▸ Supplied passage
-- -- --
It took 20 hours of air travel, eight hours of driving and one hour on a boat to reach this almost 70,000 acres of literal sanctuary. Despite the untamed and remote atmosphere, I felt soothed by mist rising from the Kinabatangan River, sheltered by the canopy of trees. For a spell, I forgot the urgency of conservation. I forgot that we were surrounded by the greatest threat to rainforest in this part of the world: approximately 1,500,000 acres of palm oil plantations.

Palm oil, a common ingredient found in everything from lip gloss to popcorn, is Malaysia’s main export and crucial to its economy. As demand for this vegetable oil increases – it now serves a higher purpose than snack food and is being used to create bio-fuels – the plantations expand, sometimes without regulations, or by defying them. Recent studies have shown that the rainforest in Malaysian Borneo is shrinking by almost 400,000 acres yearly. As a result, its inhabitants are increasingly isolated in small areas of remaining forest and left without enough food, nesting and mating options.
-- -- --
Records from a collection
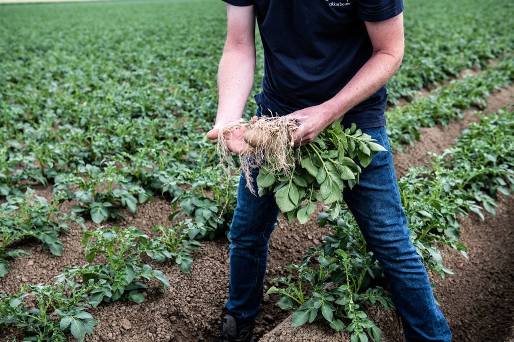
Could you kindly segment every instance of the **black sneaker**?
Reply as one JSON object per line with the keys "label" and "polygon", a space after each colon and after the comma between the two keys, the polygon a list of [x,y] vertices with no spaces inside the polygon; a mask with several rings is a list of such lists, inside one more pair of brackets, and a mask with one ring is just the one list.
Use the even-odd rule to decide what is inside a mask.
{"label": "black sneaker", "polygon": [[214,342],[253,342],[253,325],[237,330],[235,319],[228,314],[222,318],[222,334]]}

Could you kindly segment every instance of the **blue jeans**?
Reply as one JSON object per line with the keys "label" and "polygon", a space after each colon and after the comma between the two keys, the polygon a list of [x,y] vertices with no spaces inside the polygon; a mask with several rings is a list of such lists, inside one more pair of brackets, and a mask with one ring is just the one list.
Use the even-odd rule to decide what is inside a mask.
{"label": "blue jeans", "polygon": [[[343,192],[344,201],[368,245],[383,268],[407,341],[451,339],[437,307],[425,266],[410,237],[384,127],[362,130],[388,149],[362,168],[358,184]],[[254,188],[258,171],[252,172]],[[242,326],[256,319],[263,296],[268,242],[279,210],[272,193],[252,195],[242,177],[230,227],[230,280],[226,307]]]}

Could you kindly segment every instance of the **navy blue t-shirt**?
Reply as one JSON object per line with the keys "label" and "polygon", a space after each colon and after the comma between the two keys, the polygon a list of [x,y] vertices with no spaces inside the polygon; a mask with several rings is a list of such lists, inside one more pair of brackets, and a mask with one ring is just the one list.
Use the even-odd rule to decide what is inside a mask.
{"label": "navy blue t-shirt", "polygon": [[[255,5],[264,50],[264,112],[279,115],[333,97],[369,59],[372,46],[364,21],[391,18],[402,0],[223,0]],[[343,124],[361,128],[385,125],[386,86],[348,111]]]}

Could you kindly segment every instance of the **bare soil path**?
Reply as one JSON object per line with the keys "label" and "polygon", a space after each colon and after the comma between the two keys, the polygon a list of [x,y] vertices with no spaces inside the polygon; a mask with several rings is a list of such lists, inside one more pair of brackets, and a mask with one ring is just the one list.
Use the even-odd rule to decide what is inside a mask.
{"label": "bare soil path", "polygon": [[[492,112],[514,103],[514,86],[493,94],[488,100],[486,112]],[[427,151],[439,153],[450,146],[468,123],[476,120],[470,112],[464,120],[455,121],[448,128],[424,129],[421,141],[415,148],[395,156],[398,176],[408,167],[423,165]],[[49,187],[36,188],[37,194],[47,198]],[[468,247],[469,259],[449,249],[443,251],[447,265],[455,274],[445,280],[436,276],[440,284],[436,294],[448,318],[455,341],[463,342],[512,340],[514,304],[514,199],[498,199],[499,207],[495,219],[485,222],[475,215],[463,218],[462,242]],[[64,208],[65,210],[66,208]],[[121,227],[135,226],[151,235],[151,229],[158,224],[168,225],[168,216],[173,211],[169,201],[156,198],[138,207],[137,213],[127,213],[128,221],[109,222]],[[96,225],[87,222],[88,229]],[[31,256],[10,262],[11,271],[0,278],[0,291],[15,292],[24,284],[50,283],[65,266],[86,263],[81,244],[81,228],[75,226],[68,235],[62,237],[63,256],[56,257],[40,244],[24,246]],[[271,280],[285,275],[283,268],[299,262],[309,246],[317,245],[329,233],[315,222],[300,225],[282,220],[270,245],[269,267],[265,290]],[[193,254],[191,273],[180,272],[172,263],[158,263],[146,260],[153,268],[162,271],[170,279],[171,288],[163,295],[160,284],[150,284],[141,303],[115,302],[103,304],[90,312],[100,322],[94,334],[87,335],[87,342],[137,341],[191,342],[210,341],[217,332],[221,309],[227,299],[229,265],[228,243],[226,239],[202,243]],[[280,309],[277,298],[265,296],[261,314],[255,329],[256,340],[344,341],[347,334],[334,333],[326,325],[318,324],[290,327],[291,313]],[[370,309],[369,314],[382,329],[383,340],[403,340],[401,330],[388,313]],[[13,340],[13,335],[0,331],[0,342]],[[509,339],[510,338],[511,339]],[[69,340],[76,340],[72,337]]]}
-- -- --
▸ Problems and tasks
1. Print the part of the rainforest passage that starts with "It took 20 hours" and goes on through "palm oil plantations.".
2. Carry on the passage about palm oil and the Borneo rainforest, picking up after its last sentence.
These lines have nothing to do with the text about the Borneo rainforest.

▸ Answers given
1.
It took 20 hours of air travel, eight hours of driving and one hour on a boat to reach this almost 70,000 acres of literal sanctuary. Despite the untamed and remote atmosphere, I felt soothed by mist rising from the Kinabatangan River, sheltered by the canopy of trees. For a spell, I forgot the urgency of conservation. I forgot that we were surrounded by the greatest threat to rainforest in this part of the world: approximately 1,500,000 acres of palm oil plantations.

2.
Palm oil trees are too short and sparsely planted to provide ample protection for most species. Primates wander onto plantations where they are considered a nuisance. They are often shot, starved or, without proper camouflage, succumb to natural predators. It has been estimated that only five different types of birds can survive in this homogenized landscape, an even more pitiful number when measured against the more than 300 types of birds, including all eight species of hornbills, at home in the Bornean rainforest.

There is hope in an international community of men and women wearing Tilley hats and mosquito repellant, allied with supportive government officials, including Dr. Laurentius Ambu, Director of the Sabah Wildlife Department, which owns the field centre. Dr. Ambu’s schedule is vigorous, and so is his generosity. He took time to dine with our small group and eagerly sought our impressions. This spirit of openness has enabled students and scientists at the field centre to help the Malaysian government develop official policies to minimize habitat fragmentation and re-establish a “wildlife corridor” along the Kinabatangan River. They have participated in colloquia with palm oil owners to explore sustainable farming and have invited them to the field centre to experience the vitality of a thriving rainforest.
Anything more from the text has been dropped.